== Input ==

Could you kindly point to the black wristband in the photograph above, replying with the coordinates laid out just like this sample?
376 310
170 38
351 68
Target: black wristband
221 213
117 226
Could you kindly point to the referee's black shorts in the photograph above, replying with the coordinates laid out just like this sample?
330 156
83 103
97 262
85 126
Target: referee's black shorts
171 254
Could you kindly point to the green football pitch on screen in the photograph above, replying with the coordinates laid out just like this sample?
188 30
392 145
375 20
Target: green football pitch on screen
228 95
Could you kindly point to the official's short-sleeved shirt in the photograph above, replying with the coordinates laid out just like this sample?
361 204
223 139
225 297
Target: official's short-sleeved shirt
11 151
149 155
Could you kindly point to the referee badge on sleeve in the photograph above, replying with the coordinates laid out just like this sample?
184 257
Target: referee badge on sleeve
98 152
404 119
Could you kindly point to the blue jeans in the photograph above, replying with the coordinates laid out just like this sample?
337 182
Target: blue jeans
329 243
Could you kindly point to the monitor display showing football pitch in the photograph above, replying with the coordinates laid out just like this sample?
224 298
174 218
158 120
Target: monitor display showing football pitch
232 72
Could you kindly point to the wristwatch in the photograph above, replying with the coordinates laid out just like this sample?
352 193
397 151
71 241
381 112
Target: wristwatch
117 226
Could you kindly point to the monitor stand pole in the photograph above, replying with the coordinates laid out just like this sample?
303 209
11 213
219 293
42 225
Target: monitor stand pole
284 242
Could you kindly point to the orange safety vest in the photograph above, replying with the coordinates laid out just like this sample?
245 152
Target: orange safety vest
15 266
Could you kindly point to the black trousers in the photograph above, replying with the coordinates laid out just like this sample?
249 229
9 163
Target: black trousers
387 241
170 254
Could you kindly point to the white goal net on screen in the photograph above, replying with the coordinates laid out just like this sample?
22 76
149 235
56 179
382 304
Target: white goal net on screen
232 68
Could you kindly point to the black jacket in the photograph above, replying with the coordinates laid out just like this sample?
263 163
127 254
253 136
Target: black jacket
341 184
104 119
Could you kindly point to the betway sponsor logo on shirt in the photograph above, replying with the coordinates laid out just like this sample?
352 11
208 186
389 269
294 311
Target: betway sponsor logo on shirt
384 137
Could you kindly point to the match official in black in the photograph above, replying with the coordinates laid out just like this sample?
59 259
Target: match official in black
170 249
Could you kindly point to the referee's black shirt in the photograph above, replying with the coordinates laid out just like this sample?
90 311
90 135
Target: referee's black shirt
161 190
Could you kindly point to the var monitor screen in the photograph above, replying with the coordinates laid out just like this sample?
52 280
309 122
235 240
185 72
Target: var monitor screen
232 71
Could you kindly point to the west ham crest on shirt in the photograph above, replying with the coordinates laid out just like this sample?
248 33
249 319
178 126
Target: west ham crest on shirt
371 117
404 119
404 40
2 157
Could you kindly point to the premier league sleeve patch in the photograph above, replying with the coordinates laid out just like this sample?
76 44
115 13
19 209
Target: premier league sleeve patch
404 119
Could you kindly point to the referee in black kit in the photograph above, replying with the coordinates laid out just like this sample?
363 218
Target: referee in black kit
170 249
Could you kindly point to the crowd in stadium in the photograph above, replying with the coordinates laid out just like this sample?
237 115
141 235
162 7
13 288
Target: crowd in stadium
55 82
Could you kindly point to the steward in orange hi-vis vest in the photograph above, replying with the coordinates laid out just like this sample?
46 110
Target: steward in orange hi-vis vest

===

* **Your objective**
Copy out every one of the records above word for word, with no changes.

* **Output of the task**
Could you kindly point to the black wristband in the photograph above, replying with the coordinates laid out just like this sample?
376 310
170 38
351 68
Target: black wristband
221 213
117 226
Could you kindly point to the referee's black shorts in the photograph above, replying with the coordinates laid out just like this sample?
330 156
83 103
97 262
85 126
Target: referee's black shorts
171 254
Could you kindly point to the green football pitch on screen in the photograph above, replying with the coordinates laid out just like this sample?
188 30
392 145
375 20
Target: green football pitch on screen
228 95
Could you kindly point to the official's short-sleeved shirt in the photograph above, replying with the coordinates laid out just like this sample?
361 204
223 139
225 297
Target: official's short-sleeved shirt
11 151
149 155
Could you kindly point to the referee badge on sleeve in the photograph above, replying with the coordinates laid out just like this sample?
184 257
Target: referee badge on sleeve
98 152
404 119
Could you kindly point to the blue jeans in the photograph above, replying with the coordinates laid out just like this sample?
337 182
Target: blue jeans
329 243
Could you kindly point to the monitor display showing football pitch in the photograph above, replying with the coordinates laid out just like this sample?
224 298
174 218
158 120
Target: monitor display showing football pitch
232 72
Could you kindly point to the wristwatch in the photograph above, replying with the coordinates laid out just like this sample?
352 193
397 151
71 241
381 112
Target: wristwatch
117 226
Could you kindly point to the monitor stand pole in the photograph above, replying with the coordinates laid out just like this sample?
303 209
11 213
219 293
42 225
Target: monitor stand pole
284 242
Could you kindly point to the orange safety vest in the photograph above, replying with the coordinates laid out just like this sample?
245 152
Target: orange safety vest
15 266
Could you kindly point to the black trousers in the photograph above, replying with the coordinates laid out just like this sample?
249 229
9 163
Target: black trousers
387 241
170 254
Could you kindly point to the white goal net on screen in the photograph above, replying with the coordinates laid out just like this sample?
22 76
149 235
56 179
382 304
Target: white goal net on screen
232 68
Could you kindly point to the black jacket in the photograph above, replying with the coordinates laid out just like this sample?
263 163
127 254
253 136
Target: black jacket
341 184
104 119
Could you kindly point to the betway sponsor logo on shirt in the photograph above, replying with the coordinates laid out just like this sample?
352 11
208 186
389 269
294 311
Target: betway sponsor logo on shirt
384 137
Could you kindly point to the match official in black in the photograph above, replying with the coordinates laid out just like this sample?
59 259
Target: match official in black
170 249
Could you kindly point to the referee's black shirt in the photograph above, replying with the coordinates laid out just like this sample?
90 311
90 135
Target: referee's black shirt
161 190
Could you kindly point to the var monitor screen in the photograph above, replying with the coordinates laid out just like this sample?
52 280
309 122
235 240
185 72
Target: var monitor screen
232 71
Could you kindly point to the west ham crest on shirt in the photograph above, replying with the coordinates laid out just like this sample?
248 33
249 319
178 126
Target: west ham crest on shirt
371 117
404 119
404 40
2 157
Could you kindly point to the premier league sleeve patch in the photograph above, replying with the coordinates laid out just like this sample?
76 44
115 13
19 209
Target: premier league sleeve patch
404 119
Could you kindly point to the referee in black kit in the photograph above, replying with the coordinates laid out just like this sample?
363 218
Target: referee in black kit
170 249
Could you kindly point to the crowd in stadium in the photograph above, replying with the coordinates laid out just like this sample?
237 115
141 235
162 7
13 288
Target: crowd in stadium
55 82
Could you kindly point to the steward in orange hi-vis vest in the photograph above, replying with the coordinates laid out just like this sample?
46 110
Target: steward in orange hi-vis vest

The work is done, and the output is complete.